Problems to work on |
(1) In the conclusion on Barbadian cultural heritage, rewrite the part from "If government and" to "full medical history.", replacing "residency test" with "citizenship test".
(2) Answer these questions from the conclusion on Barbadian cultural heritage.
(a) What total population does it give for South Africa?
(b) Within what period of settling on the island should the residency test be passed?
(c) Which moral issues does it name as possible subjects of joint campaigns?

Text block |
↓

How to Proceed – A Conclusion:
Whichever direction we take, the one issue that cannot be compromised is the integrity of Barbadian cultural heritage and its social peace and security.
Any other social development must fit in around those fundamentals, including our unswerving commitment to wider Caribbean unity and identity.
Further, a public shift towards interdenominational collaboration would be by definition a move towards the secularisation of public space.
Initially, this may express itself in joint campaigns on moral issues, such as drug abuse, public drunkenness, prostitution and gambling.
But the outcome is that it pushes believers towards greater social engagement, the recognition of a form of religious pluralism and tolerance and, in the process, undermines the certainties of fundamentalism.
If government and the wider society commit themselves to this secularised public culture, then certain obligations must be imposed on all New Barbadians, those of non-Christian faiths and none.
They should be compelled to pass a residency test within six months of settling on the island by proving they understand and speak English; that their first loyalty is to Barbados; passing a probity test and full medical history.
Further, as we know from the British experience, immigration is not just a test of residency or nationality, it goes far deeper, including the use of language in public space.
In conclusion it is important to state that little is known about the causal power of social structures. But from the evidence, of European-Jewish immigration to the US at the turnoff the 20th century, Polish and Asian immigration to Canada following the handover of Hong Kong to China, and immigrants from the Asian sub-continent and East Africa to Britain post-1970, we do know that social structures are capable of producing powerful social forces which can corner social power far in excess of its numbers in society.
South Africa is an extreme example with a population of 49 million, made up of 79 per cent African, 9.6 per cent whites, 8.9 per cent coloureds and 2.5 per cent Indians. This however does not reflect the distribution of power.

↑

Dataset entries |

↓

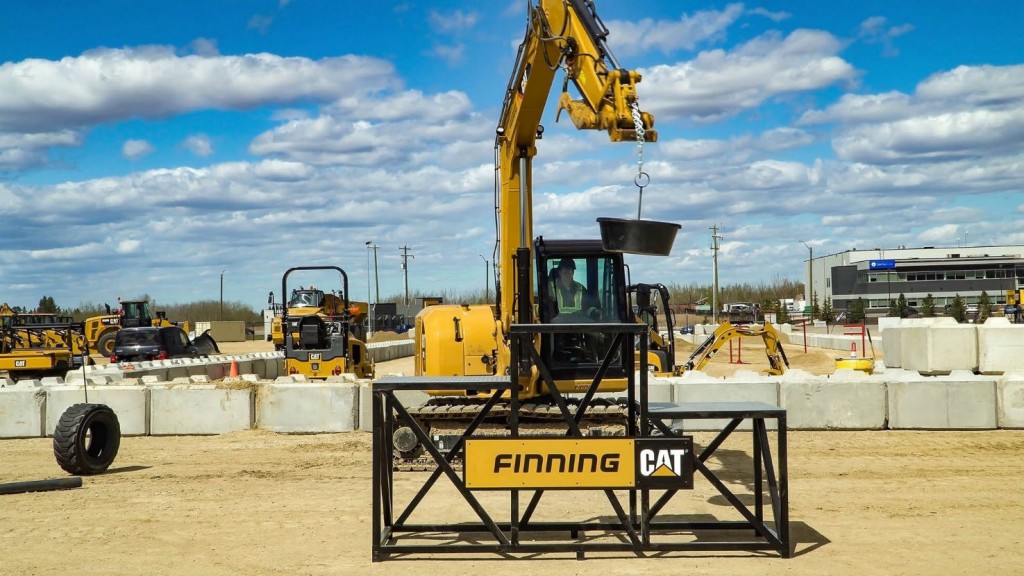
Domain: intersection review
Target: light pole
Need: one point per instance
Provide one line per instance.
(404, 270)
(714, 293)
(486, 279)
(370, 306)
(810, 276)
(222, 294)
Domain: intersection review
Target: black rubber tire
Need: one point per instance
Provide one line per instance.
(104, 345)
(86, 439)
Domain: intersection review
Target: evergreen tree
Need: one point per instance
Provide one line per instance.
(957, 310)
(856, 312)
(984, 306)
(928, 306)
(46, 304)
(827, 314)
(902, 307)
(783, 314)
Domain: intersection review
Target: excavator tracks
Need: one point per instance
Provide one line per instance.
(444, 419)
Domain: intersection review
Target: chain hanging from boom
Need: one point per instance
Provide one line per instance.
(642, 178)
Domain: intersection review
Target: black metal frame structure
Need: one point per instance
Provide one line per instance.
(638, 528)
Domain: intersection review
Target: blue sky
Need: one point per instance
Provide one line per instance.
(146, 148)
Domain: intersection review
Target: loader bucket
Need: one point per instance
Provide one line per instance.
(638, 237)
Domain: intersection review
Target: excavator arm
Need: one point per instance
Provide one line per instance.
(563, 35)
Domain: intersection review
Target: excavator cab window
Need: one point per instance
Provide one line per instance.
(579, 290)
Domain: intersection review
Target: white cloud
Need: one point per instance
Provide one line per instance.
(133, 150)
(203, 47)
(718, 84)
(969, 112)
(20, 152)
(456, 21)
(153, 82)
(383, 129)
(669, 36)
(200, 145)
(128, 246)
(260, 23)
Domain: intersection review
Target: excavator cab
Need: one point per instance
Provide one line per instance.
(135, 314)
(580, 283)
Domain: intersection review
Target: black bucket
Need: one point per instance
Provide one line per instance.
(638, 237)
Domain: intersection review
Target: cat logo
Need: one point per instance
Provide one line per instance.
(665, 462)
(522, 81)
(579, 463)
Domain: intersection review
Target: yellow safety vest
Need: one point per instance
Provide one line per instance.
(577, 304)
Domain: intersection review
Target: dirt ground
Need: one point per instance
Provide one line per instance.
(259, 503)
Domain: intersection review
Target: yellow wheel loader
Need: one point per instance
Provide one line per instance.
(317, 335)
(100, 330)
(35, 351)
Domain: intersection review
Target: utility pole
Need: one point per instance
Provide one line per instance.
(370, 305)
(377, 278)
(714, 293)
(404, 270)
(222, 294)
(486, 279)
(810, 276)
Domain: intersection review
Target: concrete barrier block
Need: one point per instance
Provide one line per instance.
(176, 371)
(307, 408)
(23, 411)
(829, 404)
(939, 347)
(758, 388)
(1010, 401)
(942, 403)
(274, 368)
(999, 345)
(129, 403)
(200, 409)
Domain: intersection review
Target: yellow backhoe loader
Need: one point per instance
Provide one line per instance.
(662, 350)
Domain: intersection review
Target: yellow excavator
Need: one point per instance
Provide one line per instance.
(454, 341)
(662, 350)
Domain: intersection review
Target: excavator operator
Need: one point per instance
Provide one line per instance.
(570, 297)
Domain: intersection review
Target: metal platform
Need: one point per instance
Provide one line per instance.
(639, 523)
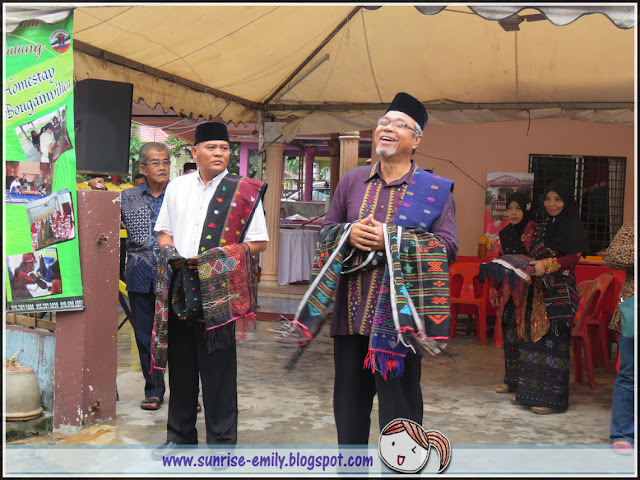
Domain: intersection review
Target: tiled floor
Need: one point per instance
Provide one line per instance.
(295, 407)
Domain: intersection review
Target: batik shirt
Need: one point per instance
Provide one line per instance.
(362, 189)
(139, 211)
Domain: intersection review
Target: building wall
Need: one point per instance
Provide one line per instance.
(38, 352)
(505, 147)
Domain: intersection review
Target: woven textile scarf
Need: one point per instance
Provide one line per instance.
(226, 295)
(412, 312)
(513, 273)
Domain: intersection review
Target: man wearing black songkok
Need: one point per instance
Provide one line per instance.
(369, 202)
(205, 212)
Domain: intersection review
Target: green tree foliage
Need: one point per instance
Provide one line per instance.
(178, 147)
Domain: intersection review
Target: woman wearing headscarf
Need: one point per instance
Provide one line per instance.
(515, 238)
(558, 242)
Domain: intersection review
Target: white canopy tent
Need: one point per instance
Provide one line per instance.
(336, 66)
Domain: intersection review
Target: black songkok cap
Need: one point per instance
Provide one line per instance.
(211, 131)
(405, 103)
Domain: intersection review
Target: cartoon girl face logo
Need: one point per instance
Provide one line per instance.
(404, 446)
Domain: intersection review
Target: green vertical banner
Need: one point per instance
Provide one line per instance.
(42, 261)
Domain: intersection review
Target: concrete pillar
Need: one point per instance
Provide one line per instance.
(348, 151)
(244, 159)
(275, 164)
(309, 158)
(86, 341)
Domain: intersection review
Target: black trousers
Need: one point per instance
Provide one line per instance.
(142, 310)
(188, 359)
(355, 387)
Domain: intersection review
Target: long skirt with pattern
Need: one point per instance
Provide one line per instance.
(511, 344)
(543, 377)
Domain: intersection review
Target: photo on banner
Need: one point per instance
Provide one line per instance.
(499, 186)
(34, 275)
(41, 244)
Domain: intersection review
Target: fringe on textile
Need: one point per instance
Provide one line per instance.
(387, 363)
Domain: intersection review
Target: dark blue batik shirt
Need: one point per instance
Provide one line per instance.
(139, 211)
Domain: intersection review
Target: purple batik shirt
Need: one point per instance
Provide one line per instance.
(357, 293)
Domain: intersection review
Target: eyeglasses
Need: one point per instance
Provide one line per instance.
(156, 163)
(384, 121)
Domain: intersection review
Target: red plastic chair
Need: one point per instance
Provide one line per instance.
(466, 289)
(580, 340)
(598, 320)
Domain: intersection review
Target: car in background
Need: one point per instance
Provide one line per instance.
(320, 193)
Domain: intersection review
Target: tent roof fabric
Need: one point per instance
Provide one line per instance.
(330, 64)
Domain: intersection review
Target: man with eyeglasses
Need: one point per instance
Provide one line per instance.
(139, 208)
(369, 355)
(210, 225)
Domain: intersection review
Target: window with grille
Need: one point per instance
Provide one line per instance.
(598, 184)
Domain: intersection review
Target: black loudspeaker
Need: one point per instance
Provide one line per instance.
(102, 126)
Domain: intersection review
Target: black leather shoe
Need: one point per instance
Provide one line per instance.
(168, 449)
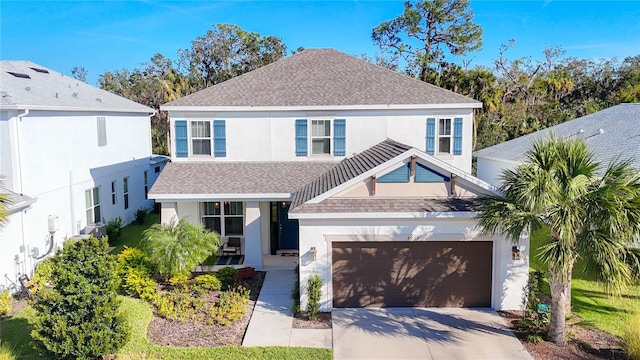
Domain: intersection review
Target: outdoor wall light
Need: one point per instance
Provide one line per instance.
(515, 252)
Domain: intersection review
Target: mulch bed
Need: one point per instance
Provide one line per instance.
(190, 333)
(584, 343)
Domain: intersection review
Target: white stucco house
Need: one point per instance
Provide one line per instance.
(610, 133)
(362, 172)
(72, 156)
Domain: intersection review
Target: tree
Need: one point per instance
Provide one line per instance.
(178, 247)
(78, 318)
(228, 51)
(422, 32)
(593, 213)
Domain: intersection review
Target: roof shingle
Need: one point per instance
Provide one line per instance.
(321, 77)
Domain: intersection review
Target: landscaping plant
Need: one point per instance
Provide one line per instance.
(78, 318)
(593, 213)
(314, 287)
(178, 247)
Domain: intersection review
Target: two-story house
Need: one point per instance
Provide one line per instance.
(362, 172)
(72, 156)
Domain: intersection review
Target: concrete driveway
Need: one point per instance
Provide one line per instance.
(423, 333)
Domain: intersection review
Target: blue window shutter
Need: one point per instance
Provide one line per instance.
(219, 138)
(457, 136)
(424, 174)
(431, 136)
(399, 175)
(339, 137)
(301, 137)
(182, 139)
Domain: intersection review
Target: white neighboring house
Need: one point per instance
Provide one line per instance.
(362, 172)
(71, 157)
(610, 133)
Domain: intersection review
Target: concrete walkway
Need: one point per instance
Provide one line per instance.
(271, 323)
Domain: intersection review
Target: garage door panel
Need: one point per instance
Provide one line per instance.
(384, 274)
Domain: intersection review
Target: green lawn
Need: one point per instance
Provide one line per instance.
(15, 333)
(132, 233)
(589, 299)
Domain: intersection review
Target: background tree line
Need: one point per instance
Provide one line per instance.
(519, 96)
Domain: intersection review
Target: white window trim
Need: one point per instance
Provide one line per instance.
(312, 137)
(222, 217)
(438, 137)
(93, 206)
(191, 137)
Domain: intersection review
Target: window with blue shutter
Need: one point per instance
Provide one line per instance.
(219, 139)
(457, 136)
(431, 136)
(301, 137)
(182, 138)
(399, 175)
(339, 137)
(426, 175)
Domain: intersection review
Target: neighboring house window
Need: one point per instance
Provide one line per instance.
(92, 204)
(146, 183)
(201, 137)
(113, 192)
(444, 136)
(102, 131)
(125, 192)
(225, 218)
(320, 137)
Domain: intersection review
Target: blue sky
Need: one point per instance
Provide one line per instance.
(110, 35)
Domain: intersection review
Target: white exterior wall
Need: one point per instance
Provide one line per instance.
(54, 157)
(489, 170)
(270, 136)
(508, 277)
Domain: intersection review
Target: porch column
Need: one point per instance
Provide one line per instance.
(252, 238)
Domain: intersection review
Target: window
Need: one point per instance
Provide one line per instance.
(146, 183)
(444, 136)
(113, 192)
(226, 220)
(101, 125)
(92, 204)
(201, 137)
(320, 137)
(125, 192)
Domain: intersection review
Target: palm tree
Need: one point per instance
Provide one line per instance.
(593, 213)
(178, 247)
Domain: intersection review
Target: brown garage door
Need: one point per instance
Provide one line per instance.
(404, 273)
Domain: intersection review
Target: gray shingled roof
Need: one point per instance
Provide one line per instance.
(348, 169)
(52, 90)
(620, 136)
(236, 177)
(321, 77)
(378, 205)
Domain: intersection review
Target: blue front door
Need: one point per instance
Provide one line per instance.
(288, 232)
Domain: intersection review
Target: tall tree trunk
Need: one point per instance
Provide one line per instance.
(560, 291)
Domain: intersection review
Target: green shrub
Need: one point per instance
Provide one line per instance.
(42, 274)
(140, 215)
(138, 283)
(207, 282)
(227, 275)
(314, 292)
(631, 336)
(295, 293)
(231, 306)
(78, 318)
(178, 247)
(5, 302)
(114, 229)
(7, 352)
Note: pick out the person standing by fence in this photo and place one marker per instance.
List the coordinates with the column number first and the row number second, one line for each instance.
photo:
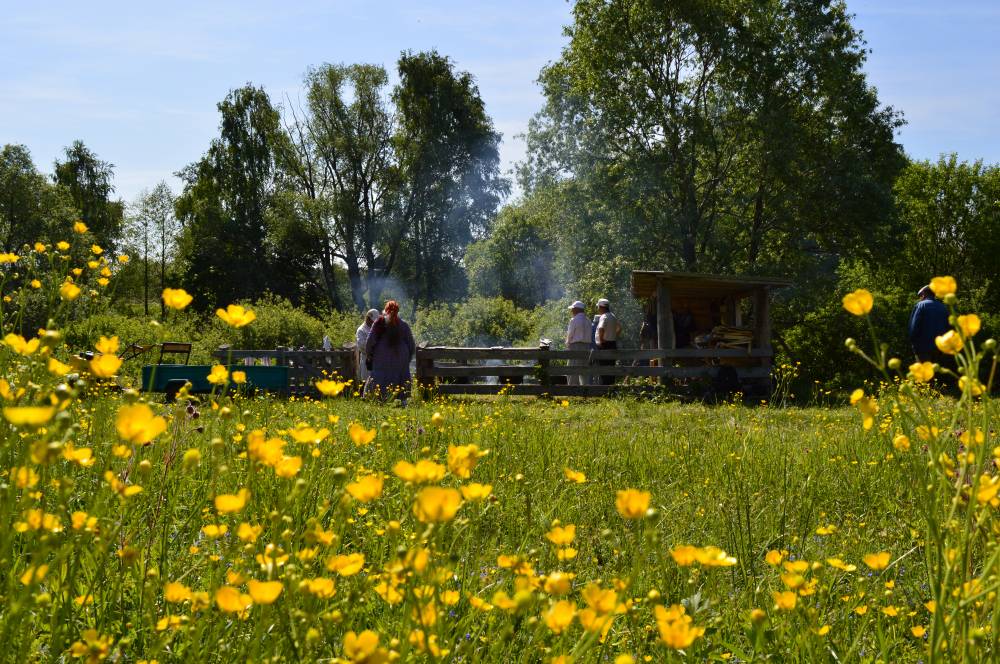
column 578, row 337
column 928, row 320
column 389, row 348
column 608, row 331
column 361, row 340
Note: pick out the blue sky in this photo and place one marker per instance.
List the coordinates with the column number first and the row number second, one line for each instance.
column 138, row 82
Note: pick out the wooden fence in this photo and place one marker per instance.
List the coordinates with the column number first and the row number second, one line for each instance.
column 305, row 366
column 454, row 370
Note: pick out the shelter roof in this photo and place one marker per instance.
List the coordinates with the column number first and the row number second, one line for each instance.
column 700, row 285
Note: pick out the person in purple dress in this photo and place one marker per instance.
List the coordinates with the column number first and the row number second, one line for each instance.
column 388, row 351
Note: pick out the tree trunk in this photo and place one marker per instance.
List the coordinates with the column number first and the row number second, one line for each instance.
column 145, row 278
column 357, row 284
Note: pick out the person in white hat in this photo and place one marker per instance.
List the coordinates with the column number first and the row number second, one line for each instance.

↑

Answer list |
(1)
If government and the wider society commit themselves to this secularised public culture, then certain obligations must be imposed on all New Barbadians, those of non-Christian faiths and none.
They should be compelled to pass a citizenship test within six months of settling on the island by proving they understand and speak English; that their first loyalty is to Barbados; passing a probity test and full medical history.

(2)
(a) 49 million.
(b) Within six months.
(c) Drug abuse, public drunkenness, prostitution and gambling.